• Exercices proposés:
(a) Restituez à l'identique, dans le texte sur les incidents de la prison de Melrose, le passage allant de « Avant de répondre » jusqu'à « mais avec force. ».
(b) Reprenez le texte sur les incidents de la prison de Melrose là où il s'interrompt et poursuivez-en la rédaction.

• Texte à lire:

----

J’ai pris connaissance des déclarations du commissaire des prisons, Dev Jokhoo, et du Premier ministre au Parlement, à la suite de la Private Notice Question (PNQ) du leader de l’opposition concernant les incidents survenus à la prison de haute sécurité de Melrose, le jeudi 17 juillet dernier. Quand on fait la demande pour avoir d’autres forces que celle de la Correctional and Emergency Response Team (CERT), qui est basée au sein de la prison, c’est qu’il y a d’abord urgence et qu’il faut prévenir toute mutinerie de la part des détenus. Là, il faut gagner du temps.
L’argent est la clé de tout dans l’univers carcéral»
Fallait-il obligatoirement faire appel aux soldats de la Special Mobile Force (SMF) et aux éléments de la Special Supporting Unit (SSU) pour mater les prisonniers ?
Avant de répondre à cette question, laissez-moi vous donner un aperçu de ce qui se passe quand il y a des troubles dans les prisons. En 1979, j’étais affecté au GIPM (Groupement d’intervention de la police mauricienne). Il y avait une mutinerie à la prison centrale de Beau-Bassin, les prisonniers avaient pris le contrôle de toute la prison : les clés des dortoirs et des cellules, de la cuisine, du « store »… Cela a duré toute une semaine. Il n’y avait pas d’autorité pour réagir et le GIPM a dû intervenir sans brutalité, mais avec force.

----

• Données fournies:
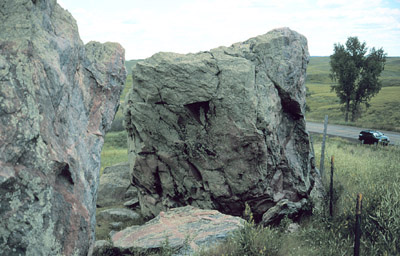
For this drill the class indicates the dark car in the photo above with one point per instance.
(372, 137)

----

• Réponses de l'exercice:
(a)
Avant de répondre à cette question, laissez-moi vous donner un aperçu de ce qui se passe quand il y a des troubles dans les prisons. En 1979, j’étais affecté au GIPM (Groupement d’intervention de la police mauricienne). Il y avait une mutinerie à la prison centrale de Beau-Bassin, les prisonniers avaient pris le contrôle de toute la prison : les clés des dortoirs et des cellules, de la cuisine, du « store »… Cela a duré toute une semaine. Il n’y avait pas d’autorité pour réagir et le GIPM a dû intervenir sans brutalité, mais avec force.

(b)
Après ces incidents, une équipe de la SMF venait tous les jours prêter main-forte à la prison de Beau-Bassin. Parfois, j’en faisais partie. Avant de devenir commissaire des prisons, j’avais déjà une notion du monde carcéral.
Idem en 2020, quand des gardiens avaient été faits prisonniers par des détenus à l’intérieur de la prison de Beau-Bassin. Ils s’étaient réfugiés dans une salle de classe de la prison et les prisonniers voulaient défoncer la porte d’accès. On était entrés de justesse en groupe et rien que notre présence avait calmé les esprits, et pas eu besoin de brutalité.
J’ai toujours dit que notre métier d’intervention ne nécessitait pas de violence, notre présence en nombre était suffisamment dissuasive. Cette culture de ‘la main leste’ d’avant, il faut l’oublier.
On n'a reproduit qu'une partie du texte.